* _Source text_:
(begin)

Since an iterative method is useful only for finding a solution that is known to exist within a range, it is necessary to address the existence of the solution separately. The existence of the solution is related to the condition for physically allowed solutions. Since the effects of the correction terms are not large, the solution behaviors for Eqs. (19) and (20) are not likely to deviate much from those for the α-equations, namely, Eqs. (21)–(23) (also see Fig. 2). Thus, it is reasonable to apply the same α-criteria of Eqs. (21)–(23) in order to constrain the existence of physically allowed solutions for Eqs. (19) and (20). In our iterative method, we set up a reasonably wide range of mass and radius, M = 1.5 ± 1.0 M_⊙ and R = 15 ± 5 km, within which the initial guess for (M, R) is randomly selected. If the randomly selected (M, R) satisfies the α-criterion, we use this value of (M, R) as the initial guess of the iteration method. Otherwise, we move onto the next set of (M, R) which is also randomly generated within the same range of M and R. We conclude that there is no physically allowed solution when we do not find any α(M, R) that satisfies the α-criterion even if we search across a significantly large range of M and R with a significantly large (random) sampling number. We test and confirm the validity of our method to “identify unphysical solutions” by trying a wider range of mass and radius as well as by increasing the number of random sampling (n_rs) for the case where there is no solution. For the results presented in this work, we use n_rs = 1000 within the aforementioned range of M and R. We also confirm that the initial guess of (M, R) which satisfies the α-criterion always results in physically allowed solutions, which implies (or confirms self-consistently) that the effects of the correction terms are not large. We note that we apply the causality limit to the random sampling of (M, R), that is, the range of (M, R) is also limited with β < 1/2.94. For the entire scope of MC simulations, we carried out 10⁶ realizations for each case (with three fixed values of X and h, respectively, for each source) to produce α^* and γ^*. For each case with the fixed value of X and h, the sampling is taken from the distributions of F_TD, ∞, A, D, f_NS, and f_c. However, in the results which show the statistics for probable M and R, we exclude the events that do not have physically meaningful solutions from the statistical counting.

(end)

(Image annotation data)

(begin)

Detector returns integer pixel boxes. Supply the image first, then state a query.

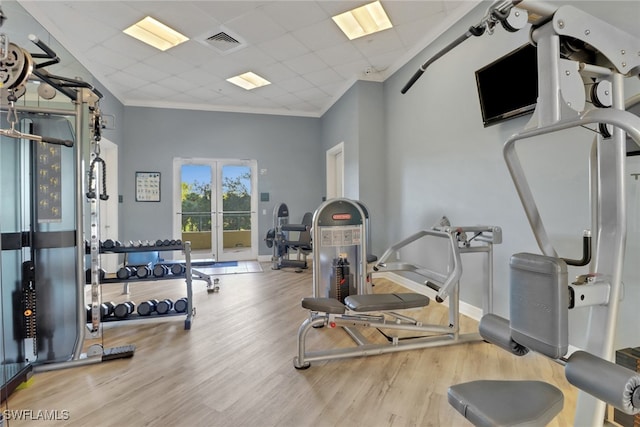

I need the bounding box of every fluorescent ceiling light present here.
[123,16,189,51]
[332,1,393,40]
[227,71,271,90]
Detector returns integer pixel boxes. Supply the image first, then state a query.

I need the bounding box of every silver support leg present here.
[574,74,627,426]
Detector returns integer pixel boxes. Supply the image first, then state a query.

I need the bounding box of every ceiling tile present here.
[12,0,480,116]
[283,53,327,74]
[262,1,327,31]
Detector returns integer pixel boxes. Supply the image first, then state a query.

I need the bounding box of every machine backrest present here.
[299,212,313,250]
[509,253,569,359]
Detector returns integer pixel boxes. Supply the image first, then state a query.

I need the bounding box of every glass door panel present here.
[218,164,253,260]
[174,158,258,261]
[180,163,214,259]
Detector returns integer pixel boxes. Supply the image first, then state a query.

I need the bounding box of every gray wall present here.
[320,81,388,255]
[119,107,324,255]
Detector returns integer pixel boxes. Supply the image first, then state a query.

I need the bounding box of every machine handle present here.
[41,136,73,147]
[562,231,591,267]
[400,27,476,94]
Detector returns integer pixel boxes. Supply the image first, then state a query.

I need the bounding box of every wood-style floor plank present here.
[7,263,576,427]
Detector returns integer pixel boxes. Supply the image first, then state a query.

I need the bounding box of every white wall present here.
[385,1,640,346]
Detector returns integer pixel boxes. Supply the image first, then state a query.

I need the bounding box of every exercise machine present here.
[293,199,502,369]
[403,0,640,426]
[265,203,312,272]
[0,24,135,383]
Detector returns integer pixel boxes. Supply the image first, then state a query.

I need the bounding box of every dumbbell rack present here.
[92,242,195,330]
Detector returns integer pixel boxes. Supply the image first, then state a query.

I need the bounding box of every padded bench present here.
[302,293,429,314]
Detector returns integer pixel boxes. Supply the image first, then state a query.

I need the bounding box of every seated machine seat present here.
[302,293,429,314]
[448,253,568,427]
[448,380,564,427]
[344,293,429,312]
[302,298,347,314]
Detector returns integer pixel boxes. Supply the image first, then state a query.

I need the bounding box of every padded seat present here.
[344,293,429,312]
[448,380,564,427]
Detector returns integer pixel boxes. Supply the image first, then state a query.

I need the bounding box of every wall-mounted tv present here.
[476,44,538,127]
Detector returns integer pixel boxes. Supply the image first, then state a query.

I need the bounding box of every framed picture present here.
[136,172,160,202]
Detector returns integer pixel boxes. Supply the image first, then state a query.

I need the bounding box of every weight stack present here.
[613,347,640,427]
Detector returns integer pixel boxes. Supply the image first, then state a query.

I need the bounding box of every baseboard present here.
[373,272,483,321]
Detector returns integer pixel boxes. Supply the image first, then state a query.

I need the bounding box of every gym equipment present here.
[171,264,185,276]
[113,301,136,319]
[137,299,158,316]
[265,203,312,272]
[156,298,173,315]
[116,266,137,280]
[0,25,133,382]
[136,263,153,279]
[84,268,107,284]
[173,298,188,313]
[293,199,502,369]
[403,0,640,425]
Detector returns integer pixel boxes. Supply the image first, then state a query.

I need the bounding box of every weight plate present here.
[0,85,27,105]
[0,43,33,89]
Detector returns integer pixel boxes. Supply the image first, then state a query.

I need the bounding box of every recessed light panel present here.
[123,16,189,51]
[332,1,393,40]
[227,71,271,90]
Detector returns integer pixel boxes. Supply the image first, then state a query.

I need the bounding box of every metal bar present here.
[73,91,87,360]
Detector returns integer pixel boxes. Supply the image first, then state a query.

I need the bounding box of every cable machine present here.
[0,11,134,399]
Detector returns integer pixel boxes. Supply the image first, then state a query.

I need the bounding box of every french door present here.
[173,158,258,261]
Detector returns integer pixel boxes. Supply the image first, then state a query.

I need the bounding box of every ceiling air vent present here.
[206,31,243,53]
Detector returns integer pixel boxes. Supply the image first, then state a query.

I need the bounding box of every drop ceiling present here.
[12,0,478,117]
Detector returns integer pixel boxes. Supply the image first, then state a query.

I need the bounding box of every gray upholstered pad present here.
[344,293,429,312]
[448,381,564,427]
[302,298,346,314]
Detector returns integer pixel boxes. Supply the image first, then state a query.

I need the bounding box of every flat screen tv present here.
[476,44,538,127]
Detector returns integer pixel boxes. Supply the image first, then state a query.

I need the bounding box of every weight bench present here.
[293,293,481,369]
[448,254,640,426]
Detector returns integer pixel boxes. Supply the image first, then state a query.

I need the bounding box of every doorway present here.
[173,158,258,262]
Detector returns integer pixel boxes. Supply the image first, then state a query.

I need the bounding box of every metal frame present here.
[293,226,482,369]
[504,1,640,425]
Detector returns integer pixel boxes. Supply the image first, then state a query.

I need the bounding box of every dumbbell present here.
[156,298,173,314]
[85,268,107,284]
[153,264,169,277]
[101,301,116,319]
[113,301,136,319]
[137,299,158,316]
[116,265,137,280]
[171,264,186,276]
[173,297,189,313]
[136,265,152,279]
[86,302,115,322]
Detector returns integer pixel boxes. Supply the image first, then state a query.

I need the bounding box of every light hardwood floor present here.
[5,263,576,427]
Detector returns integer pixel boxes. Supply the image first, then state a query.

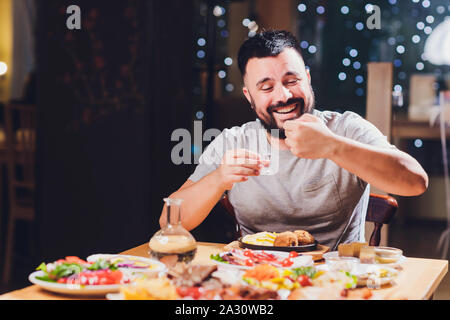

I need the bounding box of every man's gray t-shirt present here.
[189,110,395,250]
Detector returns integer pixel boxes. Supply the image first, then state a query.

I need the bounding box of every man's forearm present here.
[330,136,428,196]
[159,170,225,230]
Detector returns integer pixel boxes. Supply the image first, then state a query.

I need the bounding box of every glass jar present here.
[149,198,197,268]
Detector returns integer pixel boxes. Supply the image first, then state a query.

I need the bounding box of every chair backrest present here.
[220,194,398,246]
[5,104,36,206]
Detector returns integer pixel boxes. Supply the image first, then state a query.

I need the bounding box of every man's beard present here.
[250,89,315,140]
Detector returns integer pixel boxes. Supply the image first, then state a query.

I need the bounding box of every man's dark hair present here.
[238,30,302,76]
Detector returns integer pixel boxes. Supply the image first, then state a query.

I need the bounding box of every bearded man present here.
[160,30,428,249]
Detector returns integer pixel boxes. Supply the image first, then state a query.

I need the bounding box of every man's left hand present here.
[283,113,336,159]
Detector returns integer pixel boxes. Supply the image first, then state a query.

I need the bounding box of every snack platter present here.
[238,230,318,252]
[28,254,166,296]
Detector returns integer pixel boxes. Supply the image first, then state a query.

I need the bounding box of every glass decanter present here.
[148,198,197,267]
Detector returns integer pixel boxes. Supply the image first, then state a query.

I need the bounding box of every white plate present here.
[211,249,314,270]
[28,271,122,296]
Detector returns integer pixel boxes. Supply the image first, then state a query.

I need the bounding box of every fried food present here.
[338,242,368,258]
[294,230,315,246]
[273,231,298,247]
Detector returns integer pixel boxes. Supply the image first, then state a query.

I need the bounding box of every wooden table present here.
[0,242,448,300]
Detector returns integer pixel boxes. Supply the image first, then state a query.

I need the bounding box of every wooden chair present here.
[3,104,36,284]
[220,194,398,246]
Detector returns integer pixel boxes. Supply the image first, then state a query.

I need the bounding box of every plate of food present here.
[238,230,318,252]
[28,256,165,296]
[210,249,314,269]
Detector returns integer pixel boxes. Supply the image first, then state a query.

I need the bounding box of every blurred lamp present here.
[0,61,8,76]
[424,17,450,65]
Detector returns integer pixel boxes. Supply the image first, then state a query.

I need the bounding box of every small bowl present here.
[323,251,359,272]
[375,247,403,264]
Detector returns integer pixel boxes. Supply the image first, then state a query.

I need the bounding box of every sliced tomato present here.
[281,258,294,267]
[66,256,88,264]
[245,259,255,267]
[244,250,253,258]
[66,269,123,285]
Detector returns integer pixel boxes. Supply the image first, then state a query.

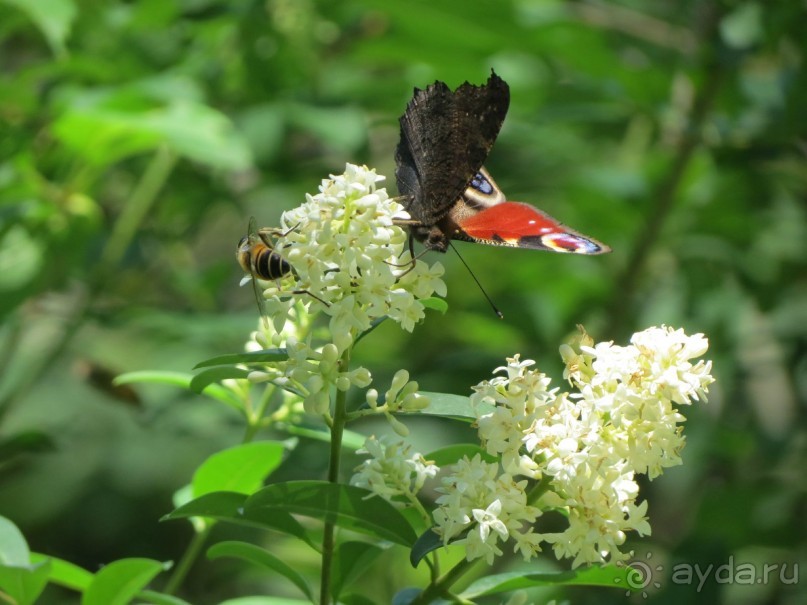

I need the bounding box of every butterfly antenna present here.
[448,242,504,319]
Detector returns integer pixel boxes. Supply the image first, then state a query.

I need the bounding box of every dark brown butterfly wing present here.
[395,72,510,226]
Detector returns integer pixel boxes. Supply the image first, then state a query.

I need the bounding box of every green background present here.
[0,0,807,604]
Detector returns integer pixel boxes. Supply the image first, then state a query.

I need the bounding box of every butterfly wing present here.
[446,168,611,254]
[395,72,510,226]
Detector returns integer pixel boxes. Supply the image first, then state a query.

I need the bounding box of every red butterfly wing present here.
[450,168,611,254]
[459,202,611,254]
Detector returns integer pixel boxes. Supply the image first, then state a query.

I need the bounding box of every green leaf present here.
[424,443,498,467]
[31,553,94,592]
[5,0,76,55]
[191,441,285,497]
[0,431,56,461]
[161,492,317,548]
[81,559,171,605]
[331,541,382,602]
[51,107,163,166]
[52,101,252,170]
[207,541,314,602]
[277,424,367,452]
[0,561,50,605]
[190,366,250,393]
[0,517,31,566]
[409,529,443,567]
[339,593,377,605]
[461,565,634,599]
[193,349,289,370]
[219,597,311,605]
[113,370,244,412]
[418,392,495,422]
[137,590,191,605]
[244,481,415,547]
[392,587,422,605]
[142,100,252,171]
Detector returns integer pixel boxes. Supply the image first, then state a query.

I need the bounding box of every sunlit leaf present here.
[193,349,289,370]
[31,553,93,592]
[113,370,243,411]
[410,392,495,422]
[137,590,191,605]
[424,443,498,467]
[207,541,314,601]
[331,541,382,601]
[81,559,171,605]
[219,597,311,605]
[0,561,50,605]
[244,481,415,546]
[189,366,249,393]
[162,492,316,548]
[0,516,31,565]
[461,565,633,599]
[3,0,76,55]
[191,441,285,498]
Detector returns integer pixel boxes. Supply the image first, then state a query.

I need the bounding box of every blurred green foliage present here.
[0,0,807,603]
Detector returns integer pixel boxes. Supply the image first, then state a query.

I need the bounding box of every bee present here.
[235,217,330,328]
[235,216,292,281]
[235,216,294,328]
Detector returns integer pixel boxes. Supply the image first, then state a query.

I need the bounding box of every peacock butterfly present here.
[395,71,610,254]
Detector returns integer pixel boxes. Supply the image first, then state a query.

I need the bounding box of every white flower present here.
[434,326,713,567]
[249,164,446,353]
[350,437,440,507]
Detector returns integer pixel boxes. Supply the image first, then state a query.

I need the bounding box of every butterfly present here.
[395,71,610,254]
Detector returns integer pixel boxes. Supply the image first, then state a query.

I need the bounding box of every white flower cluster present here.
[243,164,446,416]
[434,326,713,566]
[350,437,440,507]
[264,164,446,346]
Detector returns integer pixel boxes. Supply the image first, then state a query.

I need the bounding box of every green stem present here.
[410,559,479,605]
[608,4,724,334]
[319,348,350,605]
[163,523,213,594]
[101,146,178,273]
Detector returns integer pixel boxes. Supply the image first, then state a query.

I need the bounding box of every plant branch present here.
[608,4,723,334]
[319,347,350,605]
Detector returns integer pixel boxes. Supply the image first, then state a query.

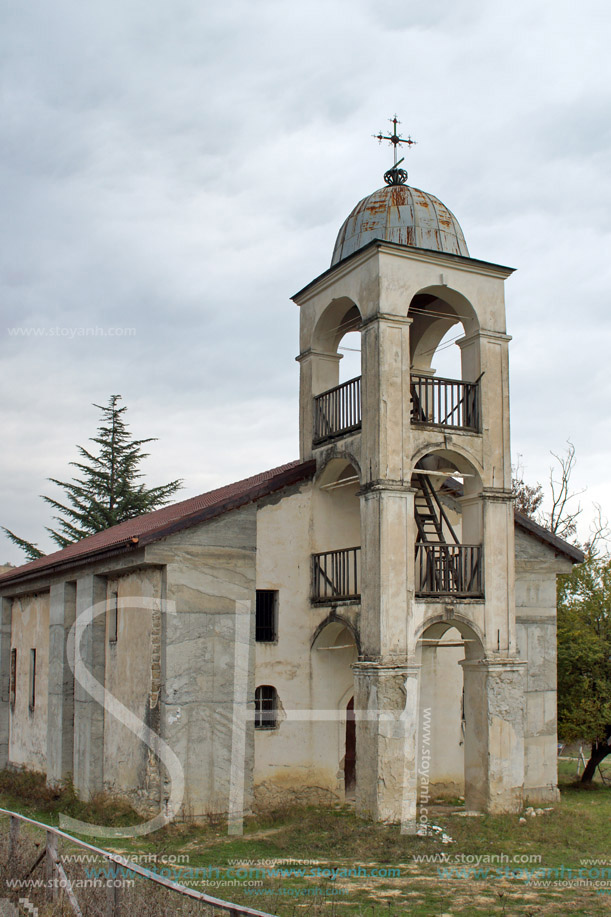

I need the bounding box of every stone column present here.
[73,576,106,799]
[361,313,412,482]
[360,481,415,664]
[482,488,517,657]
[295,350,341,462]
[47,583,76,786]
[460,659,526,814]
[0,598,13,770]
[353,662,420,831]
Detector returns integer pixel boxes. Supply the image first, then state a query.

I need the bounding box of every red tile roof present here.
[0,462,316,587]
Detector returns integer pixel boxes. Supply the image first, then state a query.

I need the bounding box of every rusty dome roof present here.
[331,185,469,266]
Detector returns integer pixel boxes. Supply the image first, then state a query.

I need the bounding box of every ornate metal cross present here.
[373,115,416,185]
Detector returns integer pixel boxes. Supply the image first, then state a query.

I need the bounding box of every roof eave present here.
[291,239,516,306]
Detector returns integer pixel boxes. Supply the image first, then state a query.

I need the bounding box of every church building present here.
[0,132,583,826]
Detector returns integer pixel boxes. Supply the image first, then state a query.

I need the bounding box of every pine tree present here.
[1,395,182,560]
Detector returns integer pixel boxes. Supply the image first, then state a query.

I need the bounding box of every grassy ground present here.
[0,767,611,917]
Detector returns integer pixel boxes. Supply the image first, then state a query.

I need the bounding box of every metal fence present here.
[312,547,361,601]
[0,808,272,917]
[411,373,480,432]
[314,376,361,443]
[416,542,484,597]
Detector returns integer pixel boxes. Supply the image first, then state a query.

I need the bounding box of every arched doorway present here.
[417,619,487,809]
[311,617,358,798]
[344,697,356,797]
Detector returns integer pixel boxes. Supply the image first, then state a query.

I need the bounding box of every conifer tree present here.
[1,395,182,560]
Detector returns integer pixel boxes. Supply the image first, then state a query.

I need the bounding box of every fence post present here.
[8,815,20,862]
[45,831,58,901]
[106,866,121,917]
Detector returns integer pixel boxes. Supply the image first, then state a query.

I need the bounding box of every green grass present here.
[0,774,611,917]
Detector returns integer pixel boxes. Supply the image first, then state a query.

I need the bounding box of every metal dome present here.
[331,185,469,266]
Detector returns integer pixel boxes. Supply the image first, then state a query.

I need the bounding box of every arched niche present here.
[417,618,485,806]
[311,296,361,354]
[312,455,361,594]
[408,286,479,382]
[310,615,358,794]
[411,447,483,545]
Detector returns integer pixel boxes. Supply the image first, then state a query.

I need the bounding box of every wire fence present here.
[0,808,271,917]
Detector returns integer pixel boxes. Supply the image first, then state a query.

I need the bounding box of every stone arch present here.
[417,615,487,802]
[310,611,361,656]
[311,296,362,354]
[415,610,485,659]
[411,443,484,545]
[310,612,359,793]
[408,285,480,381]
[411,441,484,489]
[314,443,362,487]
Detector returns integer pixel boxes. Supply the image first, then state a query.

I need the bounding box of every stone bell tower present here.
[294,120,525,830]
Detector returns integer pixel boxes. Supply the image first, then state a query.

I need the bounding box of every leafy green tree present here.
[558,554,611,783]
[2,395,182,560]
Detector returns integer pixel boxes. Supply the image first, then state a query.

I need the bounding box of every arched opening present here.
[312,297,361,443]
[408,287,481,432]
[344,697,356,796]
[417,619,485,811]
[312,457,361,604]
[411,450,484,598]
[311,617,358,797]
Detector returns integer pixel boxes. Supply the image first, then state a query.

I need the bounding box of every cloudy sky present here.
[0,0,611,563]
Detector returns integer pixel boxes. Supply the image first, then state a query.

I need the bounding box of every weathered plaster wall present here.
[8,592,49,772]
[418,628,465,795]
[255,484,360,805]
[104,568,161,802]
[516,528,572,802]
[146,505,256,817]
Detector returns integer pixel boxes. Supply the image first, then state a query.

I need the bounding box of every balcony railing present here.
[411,373,480,433]
[312,547,361,601]
[314,376,361,443]
[416,542,484,598]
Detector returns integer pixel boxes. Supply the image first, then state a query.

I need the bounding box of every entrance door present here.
[344,697,356,793]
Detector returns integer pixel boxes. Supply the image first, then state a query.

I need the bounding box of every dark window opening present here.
[108,592,119,643]
[29,650,36,710]
[9,649,17,707]
[255,589,278,643]
[255,685,278,729]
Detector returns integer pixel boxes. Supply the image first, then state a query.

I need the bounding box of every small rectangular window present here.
[255,589,278,643]
[255,685,278,729]
[8,649,17,707]
[28,650,36,710]
[108,592,119,643]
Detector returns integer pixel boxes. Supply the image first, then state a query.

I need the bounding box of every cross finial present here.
[373,115,416,185]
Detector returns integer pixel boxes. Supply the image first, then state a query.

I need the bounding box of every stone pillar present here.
[461,659,526,814]
[0,598,13,770]
[457,331,511,490]
[73,576,106,799]
[360,481,415,664]
[295,350,341,462]
[352,662,419,831]
[47,583,76,786]
[482,488,517,657]
[361,313,412,483]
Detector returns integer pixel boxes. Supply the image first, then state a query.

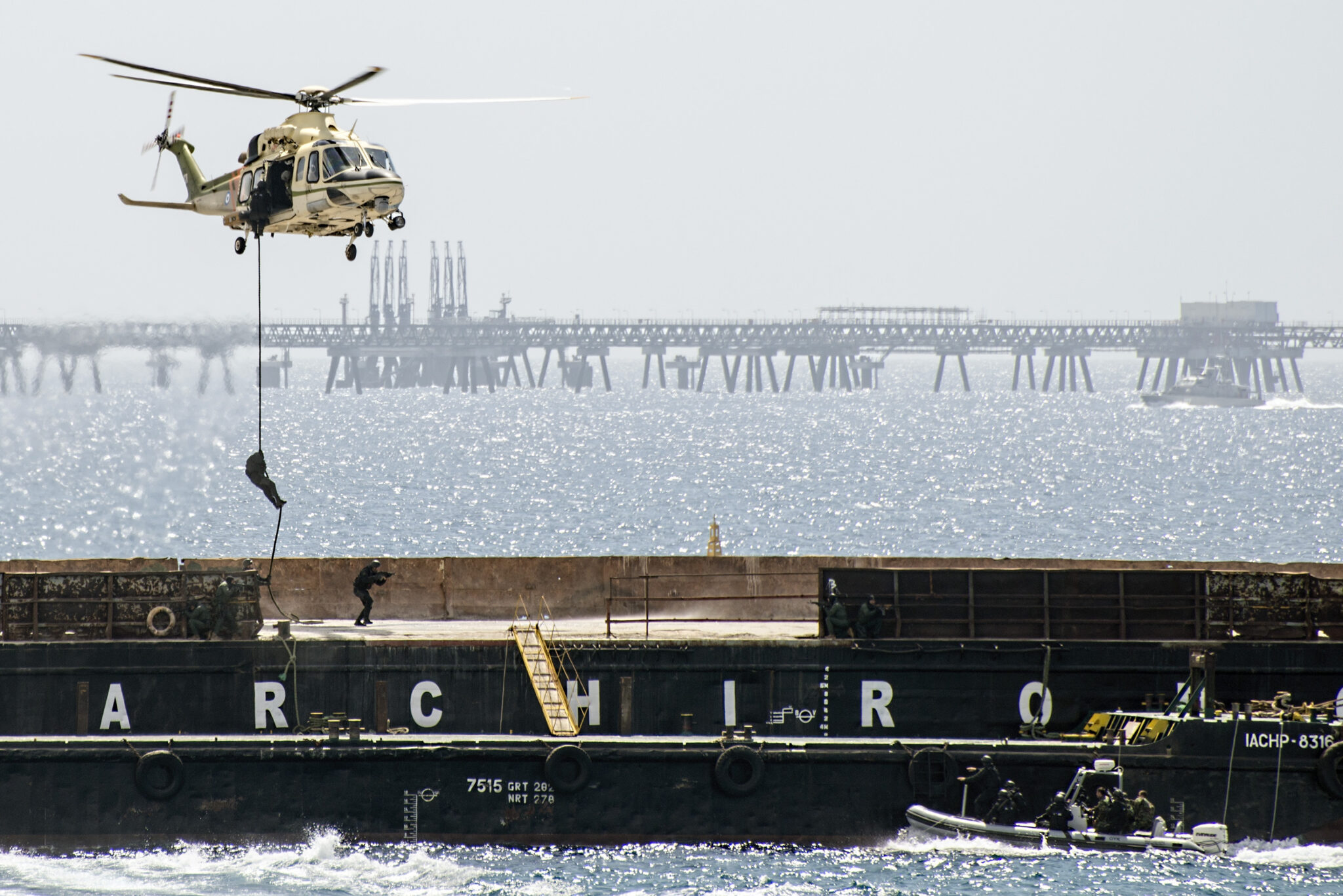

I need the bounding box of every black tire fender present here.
[136,750,187,799]
[1315,740,1343,799]
[545,744,592,794]
[713,744,764,796]
[145,603,177,638]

(end)

* _Request_: Carry on the passage on the iterative mass and radius solution, picking up right after its last sentence. The listing comes from a separate source, unrelated to the text.

* _Exercise output_:
2.3. Method 2: Bayesian analysis

We also investigate the effects of the chemical composition and the touchdown radius by conducting a Bayesian analysis. Our calculation method is similar to that of the previous study in Özel et al. (2016) but we include a new model parameter, h, which determines the touchdown radius. Here, we briefly describe the Bayesian method we used. We refer to Özel et al. (2016) for more details of the Bayesian analysis used for the mass and radius estimation.

Our Bayesian analysis was done on two measured quantities: apparent angular size (A) and touchdown flux (F_TD, ∞), with several model parameters: radius (R) and mass (M) of a neutron star, distance (D), spin frequency (f_NS), color correction factor (f_c), hydrogen mass fraction of the photosphere (X), and h for the touchdown radius (h = 2R/r_ph). From Bayes’ theorem, the posterior probability distribution P(θ|data) of the parameter set θ = {R, M, D, f_NS, f_c, X, h} on the given measured data (F_TD, ∞, A) is expressed as:

$$\begin{array}{c}\hfill P(\mathit{\theta }|\mathrm{data})=\frac{P(\mathrm{data}|\mathit{\theta })P(\mathit{\theta })}{P(\mathrm{data})},\end{array}$$(28)

where P(data|θ) is the likelihood and P(data) is the evidence. P(θ) is the prior of the parameter set θ of the model, which is composed of the multiplication of the prior distributions of the parameters as follows

$$\begin{array}{c}\hfill P(\mathit{\theta })=P(R)P(M)P(D)P(f_{\mathrm{NS}})P(f_{\mathrm{c}})P(X)P(h).\end{array}$$(29)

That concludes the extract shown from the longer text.